Prefácio
Kapila Muni, renomado sábio da antiguidade, é o autor do sistema filosófico conhecido como sāṅkhya, que constitui uma parte importante da milenar herança filosófica da Índia. Sāṅkhya é um sistema de metafísica que lida com os princípios elementares do universo físico, como um sistema de conhecimento espiritual, com metodologia própria, que culmina na obtenção de consciência plena do Absoluto Supremo. Kapila, entretanto, não é mero filósofo ou sábio. De acordo com a tradição védica, a tradição das antigas escrituras sagradas da Índia, Ele é um avatāra (advento) da Suprema Verdade Absoluta.

INSTRUÇÕES DO EXERCÍCIO |
Responda com base no prefácio:
(a) Quem é o autor do sistema filosófico sāṅkhya?
(b) Com que o sāṅkhya lida como sistema de metafísica?
(c) De acordo com a tradição védica, o que Kapila é?
As linhas não têm nenhum papel neste exercício.

DADOS FORNECIDOS |
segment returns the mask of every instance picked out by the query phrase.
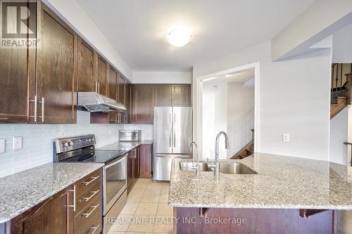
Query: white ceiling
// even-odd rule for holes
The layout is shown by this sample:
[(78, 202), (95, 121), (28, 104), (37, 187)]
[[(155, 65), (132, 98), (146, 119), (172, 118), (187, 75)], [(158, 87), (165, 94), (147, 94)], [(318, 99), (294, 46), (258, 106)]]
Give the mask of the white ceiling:
[[(314, 0), (76, 0), (134, 71), (190, 71), (270, 39)], [(175, 48), (175, 26), (194, 38)]]

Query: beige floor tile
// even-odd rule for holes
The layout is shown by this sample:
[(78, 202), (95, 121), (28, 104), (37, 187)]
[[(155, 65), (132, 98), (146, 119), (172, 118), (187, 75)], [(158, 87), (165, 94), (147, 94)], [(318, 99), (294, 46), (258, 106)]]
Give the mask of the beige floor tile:
[(163, 186), (161, 193), (169, 193), (169, 186)]
[(126, 203), (120, 214), (134, 214), (138, 203)]
[(158, 203), (139, 203), (135, 215), (156, 215), (158, 210)]
[(168, 193), (161, 193), (160, 195), (159, 203), (168, 203), (169, 199)]
[(159, 193), (144, 193), (141, 199), (142, 203), (158, 203), (160, 198)]
[(128, 232), (151, 233), (153, 231), (155, 216), (135, 215), (133, 217), (134, 220), (131, 221), (128, 227)]
[(120, 233), (127, 231), (130, 226), (130, 220), (133, 215), (119, 215), (115, 220), (115, 223), (110, 228), (109, 233)]
[(152, 183), (153, 181), (151, 178), (139, 178), (136, 182), (136, 186), (139, 184), (149, 184)]
[(158, 216), (173, 216), (173, 209), (168, 205), (168, 203), (159, 203), (158, 207)]
[(139, 203), (143, 194), (130, 193), (127, 196), (127, 202)]
[(146, 187), (148, 186), (146, 185), (146, 184), (144, 184), (144, 185), (135, 185), (133, 186), (131, 192), (130, 193), (130, 194), (138, 194), (138, 193), (142, 193), (143, 194), (143, 193), (144, 193), (144, 191), (146, 190)]
[(161, 193), (162, 188), (162, 185), (154, 183), (148, 185), (144, 193)]

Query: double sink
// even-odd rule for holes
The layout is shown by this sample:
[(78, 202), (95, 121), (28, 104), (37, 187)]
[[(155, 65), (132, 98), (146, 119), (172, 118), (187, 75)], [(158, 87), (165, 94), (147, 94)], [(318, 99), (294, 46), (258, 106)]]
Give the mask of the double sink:
[[(181, 171), (192, 171), (192, 165), (196, 163), (192, 162), (180, 162), (180, 169)], [(199, 162), (199, 171), (214, 171), (214, 168), (210, 167), (211, 164), (207, 162)], [(219, 170), (222, 174), (256, 174), (256, 171), (244, 165), (241, 162), (220, 162)]]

RESPOSTA COMPLETA |
(a) Kapila Muni, renomado sábio da antiguidade.
(b) Com os princípios elementares do universo físico.
(c) Um avatāra (advento) da Suprema Verdade Absoluta.